══ Data in this exercise

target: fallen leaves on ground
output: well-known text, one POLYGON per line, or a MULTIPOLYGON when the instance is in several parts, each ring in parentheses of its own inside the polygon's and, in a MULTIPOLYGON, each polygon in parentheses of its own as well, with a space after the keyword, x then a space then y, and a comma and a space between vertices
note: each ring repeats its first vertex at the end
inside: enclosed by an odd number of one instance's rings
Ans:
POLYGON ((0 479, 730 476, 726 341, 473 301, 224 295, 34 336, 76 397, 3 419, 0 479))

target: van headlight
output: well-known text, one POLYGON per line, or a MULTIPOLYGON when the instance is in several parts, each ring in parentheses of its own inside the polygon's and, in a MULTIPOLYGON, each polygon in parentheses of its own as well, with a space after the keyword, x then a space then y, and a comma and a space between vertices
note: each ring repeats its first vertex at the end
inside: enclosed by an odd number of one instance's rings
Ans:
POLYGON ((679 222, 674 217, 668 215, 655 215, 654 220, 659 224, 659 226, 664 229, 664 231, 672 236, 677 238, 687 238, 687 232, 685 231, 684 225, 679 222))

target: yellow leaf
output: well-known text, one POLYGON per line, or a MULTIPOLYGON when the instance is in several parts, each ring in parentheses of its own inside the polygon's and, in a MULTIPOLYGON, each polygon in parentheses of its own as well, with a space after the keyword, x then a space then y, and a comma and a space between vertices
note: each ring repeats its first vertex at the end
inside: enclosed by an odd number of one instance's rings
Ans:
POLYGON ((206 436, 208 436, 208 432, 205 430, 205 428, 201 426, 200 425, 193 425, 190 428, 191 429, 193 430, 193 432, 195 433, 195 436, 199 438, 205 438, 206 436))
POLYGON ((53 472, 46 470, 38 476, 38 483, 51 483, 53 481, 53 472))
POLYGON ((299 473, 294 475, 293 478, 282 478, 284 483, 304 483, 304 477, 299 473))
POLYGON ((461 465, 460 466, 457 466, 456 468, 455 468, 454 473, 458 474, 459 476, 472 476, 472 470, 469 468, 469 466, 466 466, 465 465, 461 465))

════

- Written request -
Copy the entries word for word, from their very first line through the line containing "POLYGON ((0 479, 730", including that line.

- Exercise result -
target: fallen leaves on ground
output: well-known text, one POLYGON per line, or a MULTIPOLYGON when the instance is in several parts, each ring in parentheses of its own inside the polygon's and, in a MULTIPOLYGON, each polygon in parentheses of its own as well, with a space after the keyword, x then a space then y, and a comma and a space between vertices
note: each ring repeats its first vertex at the end
inside: enclosed by an odd number of one instance's rings
Ans:
POLYGON ((0 479, 730 476, 726 341, 473 301, 224 295, 34 336, 76 397, 3 419, 0 479))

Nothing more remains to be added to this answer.